= Beginning of Section =

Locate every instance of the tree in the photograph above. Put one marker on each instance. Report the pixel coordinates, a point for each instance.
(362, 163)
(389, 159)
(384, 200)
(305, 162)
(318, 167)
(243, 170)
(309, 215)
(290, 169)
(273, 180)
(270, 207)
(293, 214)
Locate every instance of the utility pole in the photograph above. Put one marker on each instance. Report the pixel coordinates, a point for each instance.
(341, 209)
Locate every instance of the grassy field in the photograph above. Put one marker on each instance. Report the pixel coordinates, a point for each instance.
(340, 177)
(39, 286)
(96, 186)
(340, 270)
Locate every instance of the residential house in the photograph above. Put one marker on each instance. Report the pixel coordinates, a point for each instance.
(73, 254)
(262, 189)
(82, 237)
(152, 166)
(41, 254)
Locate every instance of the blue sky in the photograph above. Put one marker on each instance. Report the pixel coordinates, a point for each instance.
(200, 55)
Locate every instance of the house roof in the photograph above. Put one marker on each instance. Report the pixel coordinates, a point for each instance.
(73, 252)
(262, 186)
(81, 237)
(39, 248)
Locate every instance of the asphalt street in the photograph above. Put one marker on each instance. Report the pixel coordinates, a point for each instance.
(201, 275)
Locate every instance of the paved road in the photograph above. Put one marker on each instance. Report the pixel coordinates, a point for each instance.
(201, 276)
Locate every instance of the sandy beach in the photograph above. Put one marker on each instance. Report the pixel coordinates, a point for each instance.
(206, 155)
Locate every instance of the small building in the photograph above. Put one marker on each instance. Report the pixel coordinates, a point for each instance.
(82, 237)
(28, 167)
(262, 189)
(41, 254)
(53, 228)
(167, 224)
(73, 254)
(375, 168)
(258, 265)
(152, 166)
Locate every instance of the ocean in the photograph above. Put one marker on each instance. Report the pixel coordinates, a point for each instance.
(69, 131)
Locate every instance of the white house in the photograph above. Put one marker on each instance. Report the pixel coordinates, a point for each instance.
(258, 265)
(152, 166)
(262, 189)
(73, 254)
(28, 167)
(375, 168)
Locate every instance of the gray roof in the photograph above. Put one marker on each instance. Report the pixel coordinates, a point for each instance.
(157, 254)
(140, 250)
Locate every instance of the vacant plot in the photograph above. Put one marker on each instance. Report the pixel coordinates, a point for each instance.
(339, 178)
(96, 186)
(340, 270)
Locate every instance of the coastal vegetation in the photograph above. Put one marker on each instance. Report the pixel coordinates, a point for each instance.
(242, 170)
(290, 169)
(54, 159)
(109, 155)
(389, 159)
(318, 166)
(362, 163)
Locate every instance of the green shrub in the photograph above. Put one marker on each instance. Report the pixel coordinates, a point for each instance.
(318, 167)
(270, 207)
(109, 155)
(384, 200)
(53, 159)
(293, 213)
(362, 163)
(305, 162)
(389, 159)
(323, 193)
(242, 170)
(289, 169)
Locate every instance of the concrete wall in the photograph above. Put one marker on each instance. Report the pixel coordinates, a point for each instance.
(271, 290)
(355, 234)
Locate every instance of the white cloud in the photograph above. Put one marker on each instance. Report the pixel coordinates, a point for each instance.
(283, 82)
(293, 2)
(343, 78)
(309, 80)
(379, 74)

= End of Section =

● **Task objective**
Exactly reproduce all of the entries above.

● **Task output**
Locate every instance of the tree in the photograph above. Put one marker on each instance. Report the pixel coordinates, a point for each instance.
(362, 163)
(389, 159)
(384, 200)
(305, 162)
(318, 167)
(243, 170)
(309, 215)
(290, 169)
(273, 180)
(270, 207)
(293, 214)
Locate every instance of the utility pole in the photograph above. Put one marker on each instance. Report the pixel coordinates, a point for each instance.
(341, 209)
Locate every instance of the grassy field in the photograph above. Put one marker on each instance. Report the pixel coordinates, a point for each instance.
(340, 177)
(39, 286)
(96, 186)
(340, 270)
Locate every instance of the residential house in the photograph above. Put one marker on each instance. Report the pixel coordinates, a point for each instance.
(73, 254)
(262, 189)
(82, 237)
(152, 166)
(41, 254)
Locate every instance of the blue sky in the photograph above. Put one marker on each instance. Report the pixel coordinates, a point for each instance.
(200, 55)
Locate every instance of the house roof in the photograph above. Put one marker on each instance. Report the pixel coordinates, a point for each instance.
(73, 252)
(262, 186)
(81, 237)
(39, 248)
Locate every instance of the asphalt street in the photograph above. Put one marker on each instance. Report the pixel coordinates, a point for each instance.
(201, 275)
Locate every instance of the paved road in the photograph above. Put one marker on each instance. Report the pixel coordinates, a point for each instance.
(201, 276)
Locate every instance of the sandy beach in the photograph above. Put one marker on each instance. Report the pixel coordinates, a point for each instance.
(206, 155)
Locate every instance of the small building in the photograph above. Put one marker on each instance. Report the pixel coordinates, a point for each instance.
(82, 237)
(28, 167)
(262, 189)
(41, 254)
(53, 228)
(167, 224)
(73, 254)
(375, 168)
(258, 265)
(152, 166)
Locate every instance of the ocean in the photograph above. Put one marker on each instance. Report the pixel coordinates, a point for each instance.
(69, 131)
Locate every instance of the white house in the photograph above. Put one marker on each instance. Report the pixel coordinates, a point for each instance.
(258, 265)
(152, 166)
(262, 189)
(73, 254)
(28, 167)
(375, 168)
Locate every instance of the gray roof in the photograph above. Put one marker on each instance. Report the pixel coordinates, a point for each instance.
(157, 254)
(140, 250)
Locate every instance of the vacant plot in the photograph above. Put one marker on each instance. Report the pixel coordinates, a point for each instance.
(339, 178)
(96, 186)
(340, 270)
Locate every instance of the coastal vegetation in the photograph above. Put one marker on each instance. Report the pixel coordinates, a point for each instance.
(242, 170)
(290, 169)
(54, 159)
(109, 155)
(389, 159)
(318, 166)
(362, 163)
Locate every instance of the green shrub in the photograph above. Put one marker on each instance. Report the pixel coordinates, a point for each instance.
(318, 167)
(270, 207)
(109, 155)
(384, 200)
(53, 159)
(293, 213)
(362, 163)
(305, 162)
(389, 159)
(323, 193)
(242, 170)
(289, 169)
Locate every instance of the concrete wall in the photograph above. Put one marker on each instance. Report the pixel coordinates, a point for each instance.
(271, 290)
(355, 234)
Locate every instance of the white cloud in the photograph above. Put one marker on each instance. Report the pixel coordinates, a point for each instance.
(283, 82)
(293, 2)
(343, 78)
(309, 80)
(379, 74)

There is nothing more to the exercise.